Segment Open

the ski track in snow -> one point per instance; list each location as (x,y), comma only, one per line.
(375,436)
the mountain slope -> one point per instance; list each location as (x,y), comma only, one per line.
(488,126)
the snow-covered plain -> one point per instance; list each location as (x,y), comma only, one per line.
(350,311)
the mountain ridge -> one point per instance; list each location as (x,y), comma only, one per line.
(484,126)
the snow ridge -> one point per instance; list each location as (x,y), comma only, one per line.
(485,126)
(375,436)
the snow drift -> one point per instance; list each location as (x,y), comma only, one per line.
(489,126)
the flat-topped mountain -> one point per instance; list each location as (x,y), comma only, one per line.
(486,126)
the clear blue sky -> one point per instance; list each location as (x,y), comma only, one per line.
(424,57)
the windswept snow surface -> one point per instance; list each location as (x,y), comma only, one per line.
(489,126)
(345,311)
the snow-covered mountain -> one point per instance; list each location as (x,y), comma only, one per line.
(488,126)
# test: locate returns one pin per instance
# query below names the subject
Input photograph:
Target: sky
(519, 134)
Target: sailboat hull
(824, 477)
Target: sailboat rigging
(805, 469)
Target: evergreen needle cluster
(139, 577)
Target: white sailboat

Segment Closed

**Task item**.
Every piece of the data must be set down exactly. Omit nothing.

**Written answer**.
the ski track in snow -> one point per instance; list each location as (x,y), comma only, one per line.
(375,436)
the mountain slope -> one point per instance; list each location as (x,y), comma only, one per line.
(488,126)
the snow-covered plain -> one point per instance; list each location as (x,y), comma only, one per line.
(350,311)
the mountain ridge -> one point per instance; list each location as (x,y), comma only, one per line.
(484,126)
the snow ridge -> one point per instance; list each location as (x,y), comma only, one per line.
(485,126)
(375,436)
the snow drift -> one point per instance; list each location as (x,y), comma only, one per line.
(489,126)
the flat-topped mountain -> one point per instance; list each location as (x,y), comma only, one per line.
(486,126)
the clear blue sky -> one point per instance; list each location as (x,y), comma only, one per line.
(424,57)
the windswept snow surface -> one point per instance; list each location as (x,y), comma only, one per line.
(489,126)
(345,311)
the snow-covered mountain -> one point per instance; list each location as (x,y), comma only, one per line.
(488,126)
# test: locate returns one pin per instance
# query below names the subject
Input photograph:
Target: sky
(519, 134)
Target: sailboat hull
(824, 477)
Target: sailboat rigging
(805, 469)
Target: evergreen needle cluster
(139, 577)
Target: white sailboat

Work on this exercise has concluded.